* [Consegna]:
Sostituisci "photo" con "image" in tutto il materiale e riportalo senza altre modifiche, omettendo le immagini.

* [Elenco delle voci]:
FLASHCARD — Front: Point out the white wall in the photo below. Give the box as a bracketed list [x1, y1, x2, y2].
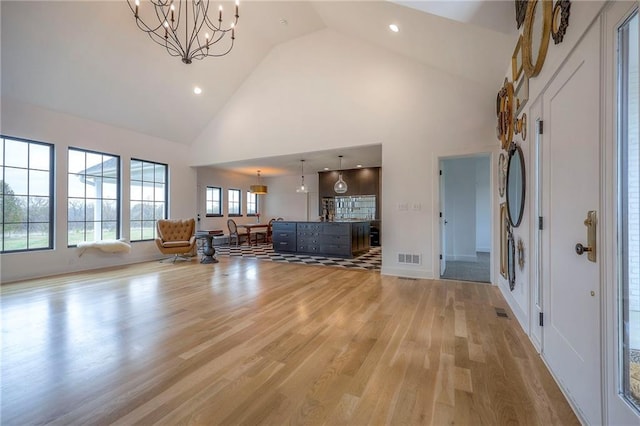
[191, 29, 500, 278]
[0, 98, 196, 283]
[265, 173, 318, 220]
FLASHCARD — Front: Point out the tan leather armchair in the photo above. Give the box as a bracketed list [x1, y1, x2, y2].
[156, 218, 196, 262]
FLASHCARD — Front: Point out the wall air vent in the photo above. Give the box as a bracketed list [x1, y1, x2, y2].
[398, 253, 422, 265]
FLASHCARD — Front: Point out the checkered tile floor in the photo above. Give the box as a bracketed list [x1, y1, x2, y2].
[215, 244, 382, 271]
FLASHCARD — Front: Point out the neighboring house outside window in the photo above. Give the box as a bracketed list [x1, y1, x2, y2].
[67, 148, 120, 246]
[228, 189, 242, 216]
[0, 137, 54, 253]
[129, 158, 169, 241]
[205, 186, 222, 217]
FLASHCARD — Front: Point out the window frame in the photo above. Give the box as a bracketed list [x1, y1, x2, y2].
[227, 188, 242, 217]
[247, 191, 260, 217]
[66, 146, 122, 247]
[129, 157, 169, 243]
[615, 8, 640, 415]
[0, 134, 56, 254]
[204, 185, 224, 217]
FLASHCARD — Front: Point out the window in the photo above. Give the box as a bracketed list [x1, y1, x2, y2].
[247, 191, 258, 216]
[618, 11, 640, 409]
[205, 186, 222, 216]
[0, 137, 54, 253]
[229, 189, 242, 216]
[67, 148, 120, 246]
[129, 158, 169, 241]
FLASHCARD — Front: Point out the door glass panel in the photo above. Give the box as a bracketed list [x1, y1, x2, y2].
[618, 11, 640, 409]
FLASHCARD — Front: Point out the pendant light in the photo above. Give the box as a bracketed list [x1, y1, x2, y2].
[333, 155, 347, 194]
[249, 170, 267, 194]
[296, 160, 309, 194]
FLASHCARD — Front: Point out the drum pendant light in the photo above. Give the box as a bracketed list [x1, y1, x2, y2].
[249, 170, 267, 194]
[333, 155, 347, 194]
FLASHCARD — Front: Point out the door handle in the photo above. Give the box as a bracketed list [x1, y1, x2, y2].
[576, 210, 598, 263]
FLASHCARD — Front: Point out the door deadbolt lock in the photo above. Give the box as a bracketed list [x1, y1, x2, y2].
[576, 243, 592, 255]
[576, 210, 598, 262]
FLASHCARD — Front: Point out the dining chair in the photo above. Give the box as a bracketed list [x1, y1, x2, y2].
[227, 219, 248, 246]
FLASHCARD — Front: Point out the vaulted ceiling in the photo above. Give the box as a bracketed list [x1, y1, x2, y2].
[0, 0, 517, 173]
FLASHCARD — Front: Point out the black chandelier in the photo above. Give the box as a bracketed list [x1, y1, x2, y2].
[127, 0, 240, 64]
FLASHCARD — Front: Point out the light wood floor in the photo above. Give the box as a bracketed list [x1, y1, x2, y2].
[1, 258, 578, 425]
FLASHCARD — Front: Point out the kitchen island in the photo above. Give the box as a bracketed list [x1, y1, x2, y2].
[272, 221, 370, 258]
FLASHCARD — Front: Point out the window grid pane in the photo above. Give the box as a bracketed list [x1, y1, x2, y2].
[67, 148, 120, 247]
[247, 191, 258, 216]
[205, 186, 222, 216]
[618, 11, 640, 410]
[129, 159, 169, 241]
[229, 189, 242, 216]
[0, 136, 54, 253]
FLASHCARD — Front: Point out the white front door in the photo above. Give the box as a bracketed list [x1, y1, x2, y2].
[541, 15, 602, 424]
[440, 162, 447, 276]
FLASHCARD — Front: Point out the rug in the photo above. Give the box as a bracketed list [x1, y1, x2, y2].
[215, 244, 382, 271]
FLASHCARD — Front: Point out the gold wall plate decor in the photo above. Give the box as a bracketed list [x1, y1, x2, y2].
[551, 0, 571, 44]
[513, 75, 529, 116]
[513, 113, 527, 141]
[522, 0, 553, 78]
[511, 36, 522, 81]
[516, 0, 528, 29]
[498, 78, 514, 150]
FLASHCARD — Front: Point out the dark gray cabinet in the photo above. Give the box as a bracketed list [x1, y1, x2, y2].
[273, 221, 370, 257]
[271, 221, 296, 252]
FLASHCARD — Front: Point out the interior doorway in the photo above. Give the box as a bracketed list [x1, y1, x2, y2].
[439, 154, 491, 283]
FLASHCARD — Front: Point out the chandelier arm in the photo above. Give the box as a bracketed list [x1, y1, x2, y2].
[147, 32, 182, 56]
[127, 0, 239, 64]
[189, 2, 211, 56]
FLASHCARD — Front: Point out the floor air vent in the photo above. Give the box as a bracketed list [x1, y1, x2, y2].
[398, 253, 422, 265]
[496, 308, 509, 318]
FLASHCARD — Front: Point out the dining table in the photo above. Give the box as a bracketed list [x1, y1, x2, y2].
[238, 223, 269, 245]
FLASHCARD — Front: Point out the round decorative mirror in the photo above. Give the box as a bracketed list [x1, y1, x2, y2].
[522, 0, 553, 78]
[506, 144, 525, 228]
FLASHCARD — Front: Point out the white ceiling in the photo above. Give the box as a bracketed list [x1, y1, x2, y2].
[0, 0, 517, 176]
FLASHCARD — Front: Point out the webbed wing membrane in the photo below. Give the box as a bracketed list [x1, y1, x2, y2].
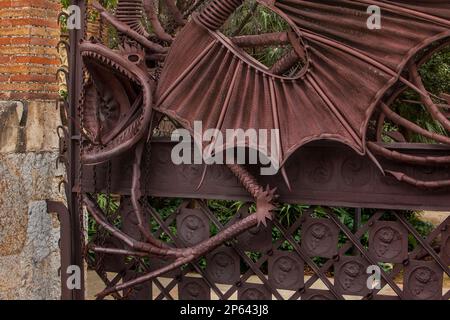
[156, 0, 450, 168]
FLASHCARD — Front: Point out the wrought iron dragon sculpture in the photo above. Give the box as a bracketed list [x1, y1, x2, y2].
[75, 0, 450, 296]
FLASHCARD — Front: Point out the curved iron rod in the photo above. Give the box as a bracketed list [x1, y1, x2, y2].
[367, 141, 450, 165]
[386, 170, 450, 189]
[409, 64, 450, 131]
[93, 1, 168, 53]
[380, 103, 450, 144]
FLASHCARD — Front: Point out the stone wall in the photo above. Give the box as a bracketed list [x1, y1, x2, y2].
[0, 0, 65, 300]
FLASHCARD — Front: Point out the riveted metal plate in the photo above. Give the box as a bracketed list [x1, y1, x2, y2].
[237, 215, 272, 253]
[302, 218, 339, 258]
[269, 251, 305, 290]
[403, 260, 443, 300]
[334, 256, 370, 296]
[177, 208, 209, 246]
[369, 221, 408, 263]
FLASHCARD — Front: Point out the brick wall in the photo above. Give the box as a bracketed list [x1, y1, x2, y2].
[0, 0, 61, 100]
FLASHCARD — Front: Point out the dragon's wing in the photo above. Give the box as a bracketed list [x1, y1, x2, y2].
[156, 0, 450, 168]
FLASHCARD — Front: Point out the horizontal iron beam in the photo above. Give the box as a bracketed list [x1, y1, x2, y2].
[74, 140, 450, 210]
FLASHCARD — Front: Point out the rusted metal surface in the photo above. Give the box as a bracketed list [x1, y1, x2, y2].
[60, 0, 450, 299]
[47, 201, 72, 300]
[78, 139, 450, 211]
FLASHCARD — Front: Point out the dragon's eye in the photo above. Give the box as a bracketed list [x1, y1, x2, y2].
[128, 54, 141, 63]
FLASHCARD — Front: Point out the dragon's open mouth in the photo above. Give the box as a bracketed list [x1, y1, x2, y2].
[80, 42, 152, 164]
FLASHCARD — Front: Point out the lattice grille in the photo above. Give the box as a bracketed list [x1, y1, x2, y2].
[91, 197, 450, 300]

* [Risposta]:
FLASHCARD — Front: Point out the white wall in the image below. Give the box as a bracketed list [x1, y1, x2, y2].
[191, 29, 500, 278]
[0, 98, 196, 283]
[265, 173, 318, 220]
FLASHCARD — Front: Point out the tan leather armchair in the image above. Give the box as a bracketed list [x1, y1, x2, y2].
[156, 218, 196, 262]
FLASHCARD — Front: Point out the wall air vent in the image above. Give the box as a bracketed list [x1, y1, x2, y2].
[398, 253, 422, 265]
FLASHCARD — Front: Point out the checkered tile floor in the image above. Give the box as a bracketed list [x1, y1, x2, y2].
[215, 244, 382, 271]
FLASHCARD — Front: Point out the neighboring house outside window in the image above. Give the box as a bracketed list [x1, y1, x2, y2].
[67, 148, 120, 246]
[228, 189, 242, 216]
[0, 137, 54, 253]
[129, 158, 169, 241]
[205, 186, 222, 217]
FLASHCARD — Front: Point out the window frame in the image above. Give the box as a bracketed list [x1, y1, x2, y2].
[227, 188, 242, 217]
[247, 191, 260, 217]
[66, 146, 122, 247]
[129, 157, 169, 243]
[615, 8, 640, 415]
[0, 134, 56, 254]
[204, 185, 224, 217]
FLASHCARD — Front: Point out the window in the image above. Give the box as a bracketed list [x1, y1, x2, y2].
[247, 191, 258, 216]
[618, 11, 640, 409]
[205, 186, 222, 216]
[0, 137, 54, 253]
[229, 189, 242, 216]
[67, 148, 120, 246]
[129, 158, 169, 241]
FLASHCARD — Front: Point out the door glass panel in the image above. Give the box as a bracketed list [x1, y1, x2, y2].
[618, 11, 640, 409]
FLASHCARD — Front: Point out the pendant light in the image above. Give the box as a bracketed list [x1, y1, x2, y2].
[333, 155, 347, 194]
[249, 170, 267, 194]
[296, 160, 309, 194]
FLASHCARD — Front: Point out the drum pendant light in the image above. Give the box as a bracketed list [x1, y1, x2, y2].
[249, 170, 267, 194]
[333, 155, 347, 194]
FLASHCARD — Front: Point out the door handle in the image above. Give the box as a bracketed list [x1, y1, x2, y2].
[576, 210, 598, 263]
FLASHCARD — Front: Point out the door deadbolt lock in the image above. Give the box as a bracketed list [x1, y1, x2, y2].
[576, 243, 592, 255]
[576, 210, 598, 262]
FLASHCARD — Front: Point out the dining chair in the image above. Give the box as a bracketed list [x1, y1, x2, y2].
[227, 219, 248, 246]
FLASHCARD — Front: Point out the vaulted ceiling in the image above. Give the box as a bracketed list [x1, y1, x2, y2].
[0, 0, 517, 173]
FLASHCARD — Front: Point out the black chandelier in the image above. Give the box as a bracketed list [x1, y1, x2, y2].
[127, 0, 240, 64]
FLASHCARD — Front: Point out the light wood floor in the image above. Give the box as a bracketed list [x1, y1, x2, y2].
[1, 258, 578, 425]
FLASHCARD — Front: Point out the kitchen island in the image above. Give the box as a bracketed list [x1, y1, x2, y2].
[272, 221, 370, 258]
FLASHCARD — Front: Point out the window grid pane in the image above. Give the box as a bracketed list [x1, y1, x2, y2].
[67, 148, 120, 247]
[247, 191, 258, 216]
[205, 186, 222, 216]
[618, 11, 640, 410]
[129, 159, 169, 241]
[229, 189, 242, 216]
[0, 136, 54, 253]
FLASHCARD — Front: Point out the white front door in the image above. Give the box as a bracketed list [x1, y1, x2, y2].
[541, 15, 602, 424]
[440, 162, 447, 276]
FLASHCARD — Front: Point out the rug in the image above. Give the box as a bracketed list [x1, y1, x2, y2].
[215, 244, 382, 271]
FLASHCARD — Front: Point out the gold wall plate decor in the image above. Give the box as a bracketed list [x1, y1, x2, y2].
[551, 0, 571, 44]
[513, 75, 529, 116]
[513, 113, 527, 141]
[522, 0, 553, 78]
[511, 36, 522, 81]
[516, 0, 528, 29]
[498, 78, 514, 150]
FLASHCARD — Front: Point out the dark gray cabinet in the image above. Give the box as a bracketed list [x1, y1, x2, y2].
[273, 221, 370, 257]
[271, 221, 296, 252]
FLASHCARD — Front: Point out the interior doorway in the image above. Give the box as a bracketed list [x1, y1, x2, y2].
[439, 154, 491, 283]
FLASHCARD — Front: Point out the chandelier arm in the image above. Give the box as a bracketed list [x1, y1, x2, y2].
[147, 32, 182, 56]
[127, 0, 239, 64]
[189, 2, 211, 56]
FLASHCARD — Front: Point out the floor air vent in the image above. Give the box as a bracketed list [x1, y1, x2, y2].
[398, 253, 422, 265]
[496, 308, 509, 318]
FLASHCARD — Front: Point out the dining table in the image above. Give the box as a bracketed list [x1, y1, x2, y2].
[238, 223, 269, 245]
FLASHCARD — Front: Point out the round decorative mirror in the image above. Give the box as a bracketed list [x1, y1, x2, y2].
[522, 0, 553, 78]
[506, 144, 525, 228]
FLASHCARD — Front: Point out the white ceiling in the image above. Give the box as a bracketed list [x1, y1, x2, y2].
[0, 0, 517, 176]
FLASHCARD — Front: Point out the webbed wing membrane in the image below. Give the box as a bracketed list [x1, y1, x2, y2].
[156, 0, 450, 168]
FLASHCARD — Front: Point out the wrought iron dragon sculpture in the image above. Give the box as a bracketed list [x1, y1, x2, y2].
[75, 0, 450, 296]
FLASHCARD — Front: Point out the curved iron rod in the image above. Give the box as a bracketed list [x1, y1, x2, y2].
[367, 141, 450, 165]
[386, 170, 450, 189]
[409, 64, 450, 131]
[93, 1, 168, 53]
[380, 103, 450, 144]
FLASHCARD — Front: Point out the stone wall in the image above. Give the box as a bracketed list [x1, y1, x2, y2].
[0, 0, 65, 300]
FLASHCARD — Front: Point out the riveted metal plate in the image above. Give the box as a bracketed list [x1, y1, x2, y2].
[237, 215, 272, 253]
[302, 218, 339, 258]
[269, 251, 305, 290]
[403, 260, 443, 300]
[334, 256, 370, 296]
[177, 208, 209, 246]
[369, 221, 408, 263]
FLASHCARD — Front: Point out the brick wall in the image above. Give the box as a bracketed list [x1, y1, x2, y2].
[0, 0, 61, 100]
FLASHCARD — Front: Point out the dragon's wing in the image above. Give the box as a bracketed list [x1, y1, x2, y2].
[156, 0, 450, 168]
FLASHCARD — Front: Point out the horizontal iron beam in the image above. Give the box as a bracketed list [x1, y1, x2, y2].
[74, 140, 450, 210]
FLASHCARD — Front: Point out the rusted metal surface in the image above. Give the box as a bracketed list [x1, y1, x2, y2].
[60, 0, 450, 299]
[47, 201, 72, 300]
[78, 139, 450, 211]
FLASHCARD — Front: Point out the dragon's eye in the image above. Give the box as a bracketed list [x1, y1, x2, y2].
[128, 54, 141, 63]
FLASHCARD — Front: Point out the dragon's open mouth in the image above. Give the box as a bracketed list [x1, y1, x2, y2].
[80, 42, 152, 164]
FLASHCARD — Front: Point out the lattice grille in the image above. Give the box as a bracketed list [x1, y1, x2, y2].
[91, 197, 450, 300]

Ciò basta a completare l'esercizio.